**EXERCISE OBJECTIVE:** Retype the lines below exactly, starting at the line that contains "Would you mind pointing at the hockey stick in" and ending at the final line.

----------

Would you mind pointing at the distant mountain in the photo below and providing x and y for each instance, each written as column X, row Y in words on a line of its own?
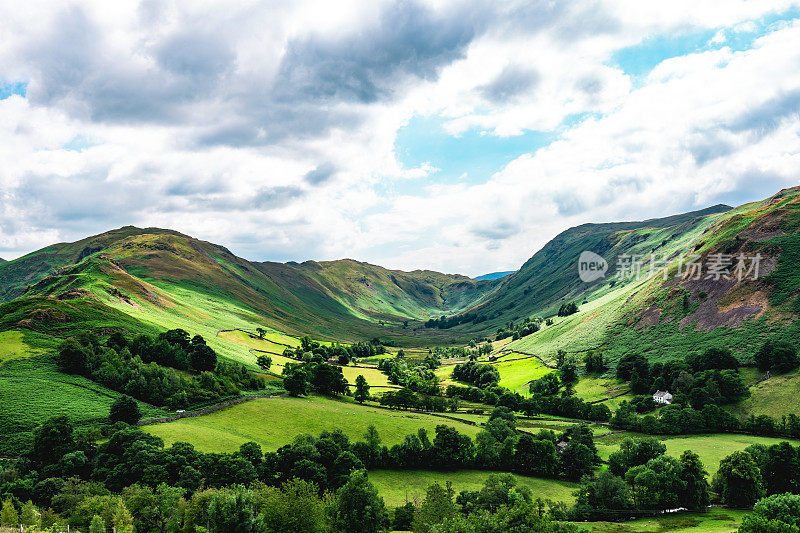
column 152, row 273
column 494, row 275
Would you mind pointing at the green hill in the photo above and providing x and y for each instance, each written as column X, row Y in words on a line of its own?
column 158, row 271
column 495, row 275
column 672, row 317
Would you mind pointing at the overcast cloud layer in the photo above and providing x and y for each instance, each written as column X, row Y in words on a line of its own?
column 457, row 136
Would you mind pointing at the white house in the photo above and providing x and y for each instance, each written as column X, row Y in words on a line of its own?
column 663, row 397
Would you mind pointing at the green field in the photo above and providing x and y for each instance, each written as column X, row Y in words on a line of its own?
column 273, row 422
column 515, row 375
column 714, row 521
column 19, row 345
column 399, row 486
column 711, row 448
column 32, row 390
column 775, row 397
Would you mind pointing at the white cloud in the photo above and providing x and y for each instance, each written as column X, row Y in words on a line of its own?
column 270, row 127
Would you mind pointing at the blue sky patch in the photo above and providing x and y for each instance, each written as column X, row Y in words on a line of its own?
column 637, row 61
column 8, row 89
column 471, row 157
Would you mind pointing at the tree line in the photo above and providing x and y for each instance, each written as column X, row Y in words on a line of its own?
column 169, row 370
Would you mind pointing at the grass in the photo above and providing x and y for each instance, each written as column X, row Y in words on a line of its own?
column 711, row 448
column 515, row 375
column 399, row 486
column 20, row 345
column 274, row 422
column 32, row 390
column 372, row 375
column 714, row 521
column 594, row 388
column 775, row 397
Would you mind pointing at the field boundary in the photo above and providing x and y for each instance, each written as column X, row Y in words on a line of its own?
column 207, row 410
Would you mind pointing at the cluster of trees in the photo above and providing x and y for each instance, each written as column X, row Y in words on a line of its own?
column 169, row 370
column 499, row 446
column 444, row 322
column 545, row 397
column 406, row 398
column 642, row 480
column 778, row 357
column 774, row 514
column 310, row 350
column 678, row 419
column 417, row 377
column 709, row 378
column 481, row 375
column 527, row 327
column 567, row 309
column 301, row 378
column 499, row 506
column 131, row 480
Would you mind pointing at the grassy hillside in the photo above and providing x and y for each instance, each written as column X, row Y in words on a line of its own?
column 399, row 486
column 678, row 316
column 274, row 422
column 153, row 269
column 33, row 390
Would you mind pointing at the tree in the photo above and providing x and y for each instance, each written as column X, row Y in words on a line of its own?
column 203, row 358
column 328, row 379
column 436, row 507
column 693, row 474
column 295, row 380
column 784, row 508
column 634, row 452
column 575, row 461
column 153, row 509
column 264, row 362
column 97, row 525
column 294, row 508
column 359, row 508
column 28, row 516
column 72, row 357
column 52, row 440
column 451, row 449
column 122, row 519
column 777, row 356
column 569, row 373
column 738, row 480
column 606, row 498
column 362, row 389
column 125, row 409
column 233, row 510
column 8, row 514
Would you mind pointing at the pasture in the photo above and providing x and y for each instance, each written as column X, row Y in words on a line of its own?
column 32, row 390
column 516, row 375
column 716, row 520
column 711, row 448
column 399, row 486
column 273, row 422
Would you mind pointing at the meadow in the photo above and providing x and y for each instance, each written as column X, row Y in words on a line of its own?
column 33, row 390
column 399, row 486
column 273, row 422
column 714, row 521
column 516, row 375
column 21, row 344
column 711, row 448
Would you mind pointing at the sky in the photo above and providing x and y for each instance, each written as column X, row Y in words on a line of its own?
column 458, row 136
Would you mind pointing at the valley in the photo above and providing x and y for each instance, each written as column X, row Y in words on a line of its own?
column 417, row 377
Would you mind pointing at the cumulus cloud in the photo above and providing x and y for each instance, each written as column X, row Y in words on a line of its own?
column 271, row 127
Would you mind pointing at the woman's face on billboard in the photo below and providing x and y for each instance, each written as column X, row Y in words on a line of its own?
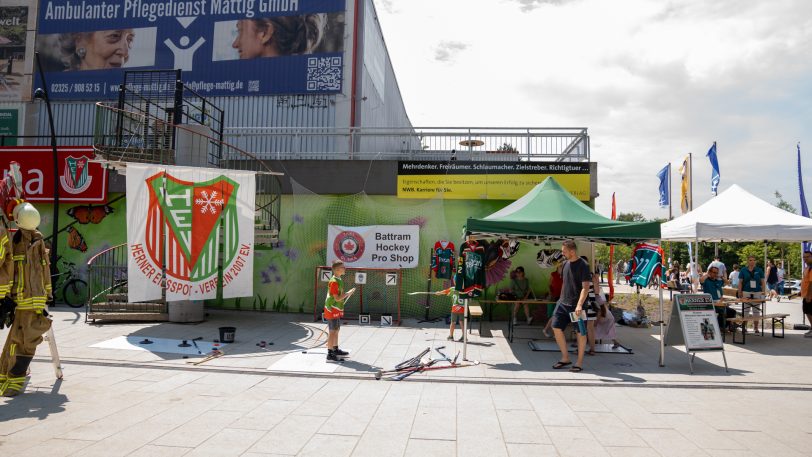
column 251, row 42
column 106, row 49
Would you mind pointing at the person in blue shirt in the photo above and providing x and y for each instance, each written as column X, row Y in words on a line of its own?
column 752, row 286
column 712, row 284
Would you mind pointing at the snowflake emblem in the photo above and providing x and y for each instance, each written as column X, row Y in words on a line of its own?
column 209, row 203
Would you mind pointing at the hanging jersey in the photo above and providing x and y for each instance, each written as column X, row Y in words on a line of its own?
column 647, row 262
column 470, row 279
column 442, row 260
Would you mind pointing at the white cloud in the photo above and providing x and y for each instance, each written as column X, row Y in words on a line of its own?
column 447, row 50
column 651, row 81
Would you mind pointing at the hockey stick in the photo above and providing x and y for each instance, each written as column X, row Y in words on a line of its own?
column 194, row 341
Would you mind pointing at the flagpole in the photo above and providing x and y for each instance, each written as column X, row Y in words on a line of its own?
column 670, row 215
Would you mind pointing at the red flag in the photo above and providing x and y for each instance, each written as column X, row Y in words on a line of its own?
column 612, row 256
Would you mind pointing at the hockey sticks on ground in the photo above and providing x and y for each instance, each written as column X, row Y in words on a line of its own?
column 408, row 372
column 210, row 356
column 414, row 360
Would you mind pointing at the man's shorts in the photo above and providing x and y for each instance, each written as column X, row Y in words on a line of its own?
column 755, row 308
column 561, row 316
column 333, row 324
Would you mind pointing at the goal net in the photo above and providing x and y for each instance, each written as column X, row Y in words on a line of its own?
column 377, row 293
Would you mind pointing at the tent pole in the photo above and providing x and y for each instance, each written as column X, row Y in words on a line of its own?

----------

**FINISHED TASK:**
Would you mind pointing at the hockey stick in the photo above and providing x and y for each instance, each written as column X, row Y in words on a line of its own?
column 194, row 341
Would you mind pointing at the flagpole in the photo above and providing x and y for each instance, each written as column X, row Y in words on a line of its own?
column 670, row 215
Would you mind pointing at the red flag in the photo above and providing x and y for each instance, each written as column X, row Y in words on a line of its own?
column 612, row 256
Would you mind pointing at the hockey sticks on ground in the photo above and providing x and y for each instance, each written as column X, row Y in words on a line of its own?
column 408, row 372
column 210, row 356
column 414, row 360
Would you mind pointing at the man's shorts in the photo above and providing x and y for each instance, each written as column X, row Y in words on a line of its own?
column 755, row 308
column 561, row 316
column 333, row 324
Would you mind pointing at the goal net in the photo above and providing x and y for each instance, each written as column X, row Y in words on a line of its own?
column 377, row 293
Would you mind pointing at the tent pole in the photo above and providing x and y for each instance, each written as column X, row Y in words on a line of its own?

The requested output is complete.